No debe olvidarse que las construcciones nacionales
modernas, como hechos de unificación cultural y política, se erigen sobre
procesos exitosos de retención y redistribución del excedente industrial-mercantil;
de ahí que las propuestas de autonomía departamental de los Comités Cívicos,
cíclicamente reivindicadas cada vez que hay una renta hidrocarburífera a disponer;
o de autogobierno indígena, con la que distintos grupos sociales regionales
cuestionan la configuración del bloque de poder estatal y el ordenamiento
institucional, develan a su modo las fallas de un orden económico de larga
data, que en lo últimos años sólo ha exacerbado sus componentes más elitistas,
monoproductivos y externalizables en el mercado mundial.
2.

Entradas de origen
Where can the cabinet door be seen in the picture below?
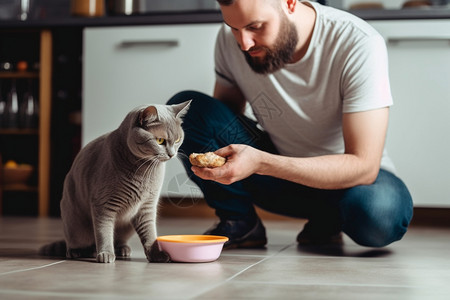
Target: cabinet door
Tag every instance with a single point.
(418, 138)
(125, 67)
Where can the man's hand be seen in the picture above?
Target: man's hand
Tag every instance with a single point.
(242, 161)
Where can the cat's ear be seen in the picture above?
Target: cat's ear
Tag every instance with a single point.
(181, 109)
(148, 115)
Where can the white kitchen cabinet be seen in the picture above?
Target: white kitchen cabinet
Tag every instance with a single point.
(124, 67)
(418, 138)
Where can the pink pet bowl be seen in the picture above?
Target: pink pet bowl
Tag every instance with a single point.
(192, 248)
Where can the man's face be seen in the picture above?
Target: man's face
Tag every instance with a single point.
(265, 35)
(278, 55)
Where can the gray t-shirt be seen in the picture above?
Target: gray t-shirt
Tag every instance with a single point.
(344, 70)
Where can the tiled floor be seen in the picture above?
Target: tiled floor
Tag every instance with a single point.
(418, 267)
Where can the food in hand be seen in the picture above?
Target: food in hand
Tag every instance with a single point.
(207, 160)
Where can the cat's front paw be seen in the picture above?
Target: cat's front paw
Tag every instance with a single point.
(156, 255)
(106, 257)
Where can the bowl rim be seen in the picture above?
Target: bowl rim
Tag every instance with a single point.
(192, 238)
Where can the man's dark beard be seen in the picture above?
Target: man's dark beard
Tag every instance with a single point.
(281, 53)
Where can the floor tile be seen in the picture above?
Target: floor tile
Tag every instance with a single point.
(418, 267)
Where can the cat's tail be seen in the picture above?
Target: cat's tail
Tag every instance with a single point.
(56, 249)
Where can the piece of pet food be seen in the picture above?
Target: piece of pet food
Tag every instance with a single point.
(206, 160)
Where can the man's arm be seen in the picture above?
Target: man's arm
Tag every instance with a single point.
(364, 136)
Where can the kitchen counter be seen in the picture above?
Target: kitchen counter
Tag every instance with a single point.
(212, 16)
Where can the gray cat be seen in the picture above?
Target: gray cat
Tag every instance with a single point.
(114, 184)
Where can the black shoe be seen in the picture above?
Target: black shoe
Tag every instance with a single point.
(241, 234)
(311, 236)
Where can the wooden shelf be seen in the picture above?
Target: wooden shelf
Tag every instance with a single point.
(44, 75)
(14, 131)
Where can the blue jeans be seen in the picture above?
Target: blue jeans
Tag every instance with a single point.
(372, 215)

* * *

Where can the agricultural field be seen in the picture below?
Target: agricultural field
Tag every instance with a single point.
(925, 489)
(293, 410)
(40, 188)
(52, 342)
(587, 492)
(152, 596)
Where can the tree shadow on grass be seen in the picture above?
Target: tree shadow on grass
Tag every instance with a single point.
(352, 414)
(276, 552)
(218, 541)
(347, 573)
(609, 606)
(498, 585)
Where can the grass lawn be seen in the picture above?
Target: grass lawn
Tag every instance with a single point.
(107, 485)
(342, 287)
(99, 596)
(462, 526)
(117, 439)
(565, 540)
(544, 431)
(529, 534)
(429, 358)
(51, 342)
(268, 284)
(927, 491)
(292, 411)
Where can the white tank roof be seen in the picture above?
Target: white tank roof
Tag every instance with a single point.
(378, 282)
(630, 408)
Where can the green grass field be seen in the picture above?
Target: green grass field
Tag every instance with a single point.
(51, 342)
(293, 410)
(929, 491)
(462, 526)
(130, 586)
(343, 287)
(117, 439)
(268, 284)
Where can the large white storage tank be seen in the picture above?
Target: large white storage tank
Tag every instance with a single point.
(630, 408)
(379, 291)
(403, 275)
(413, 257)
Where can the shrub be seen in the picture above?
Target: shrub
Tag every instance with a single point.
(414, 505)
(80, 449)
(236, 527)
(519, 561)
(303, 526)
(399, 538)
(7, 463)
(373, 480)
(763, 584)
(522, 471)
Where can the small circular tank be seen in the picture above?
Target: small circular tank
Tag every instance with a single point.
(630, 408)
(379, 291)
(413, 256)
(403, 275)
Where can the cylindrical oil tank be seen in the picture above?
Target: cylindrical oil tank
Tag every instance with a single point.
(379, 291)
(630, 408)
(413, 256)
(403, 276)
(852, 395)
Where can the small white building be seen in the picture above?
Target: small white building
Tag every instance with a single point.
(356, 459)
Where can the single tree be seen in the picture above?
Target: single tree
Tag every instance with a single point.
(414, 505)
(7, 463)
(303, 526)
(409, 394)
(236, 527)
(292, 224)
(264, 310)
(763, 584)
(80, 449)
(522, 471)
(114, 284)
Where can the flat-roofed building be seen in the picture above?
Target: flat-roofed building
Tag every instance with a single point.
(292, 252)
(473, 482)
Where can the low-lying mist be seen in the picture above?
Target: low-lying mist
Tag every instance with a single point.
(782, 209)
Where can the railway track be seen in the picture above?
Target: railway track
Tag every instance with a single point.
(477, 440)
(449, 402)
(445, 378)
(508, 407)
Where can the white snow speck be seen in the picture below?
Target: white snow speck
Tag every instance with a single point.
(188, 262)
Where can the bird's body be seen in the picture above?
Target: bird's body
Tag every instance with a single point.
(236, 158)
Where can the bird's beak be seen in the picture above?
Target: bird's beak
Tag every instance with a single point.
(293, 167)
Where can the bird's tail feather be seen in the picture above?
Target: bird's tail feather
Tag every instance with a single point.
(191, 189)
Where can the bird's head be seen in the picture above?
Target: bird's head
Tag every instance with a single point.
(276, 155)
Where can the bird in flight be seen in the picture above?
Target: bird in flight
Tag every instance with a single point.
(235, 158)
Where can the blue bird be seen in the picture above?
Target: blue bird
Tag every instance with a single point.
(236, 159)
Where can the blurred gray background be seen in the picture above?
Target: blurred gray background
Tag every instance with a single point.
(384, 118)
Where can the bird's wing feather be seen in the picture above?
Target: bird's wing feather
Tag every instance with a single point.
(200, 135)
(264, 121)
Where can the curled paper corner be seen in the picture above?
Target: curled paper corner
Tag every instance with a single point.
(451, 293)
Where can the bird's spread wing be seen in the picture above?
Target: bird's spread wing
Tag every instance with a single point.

• [QUÉ HACER]
1: Extraiga de las entradas cada línea que contenga la palabra "tank", distinguiendo entre mayúsculas y minúsculas.
2: Retome el texto sobre las construcciones nacionales y la renta hidrocarburífera a partir de su última oración.

• [EN RESPUESTA]
1:
Where can the white tank roof be seen in the picture above?
Target: white tank roof
Where can the large white storage tank be seen in the picture above?
Target: large white storage tank
Where can the small circular tank be seen in the picture above?
Target: small circular tank
Where can the cylindrical oil tank be seen in the picture above?
Target: cylindrical oil tank

2:
RÉGIMEN
DE INSTITUCIONES POLÍTICAS
Durante los últimos
dieciocho años, junto con la división de poderes y la centralidad
parlamentaria, los partidos políticos han adquirido mayor importancia en la
organización de la institucionalidad gubernamental. Apoyados en el reconocimiento
otorgado autoritariamente por el Estado, pues por sí mismos nunca fueron relevantes,
los partidos han pretendido sustituir el antiguo régimen de mediación política
desempeñado por los sindicatos, que recogía la herencia colectivista de las
sociedades tradicionales con el moderno corporativismo del obrero de oficio de
gran empresa. Sistema de partidos, elecciones y democracia representativa son hoy
los mecanismos por medio de los cuales se ha definido prescriptivamente el
ejercicio de las facultades ciudadanas.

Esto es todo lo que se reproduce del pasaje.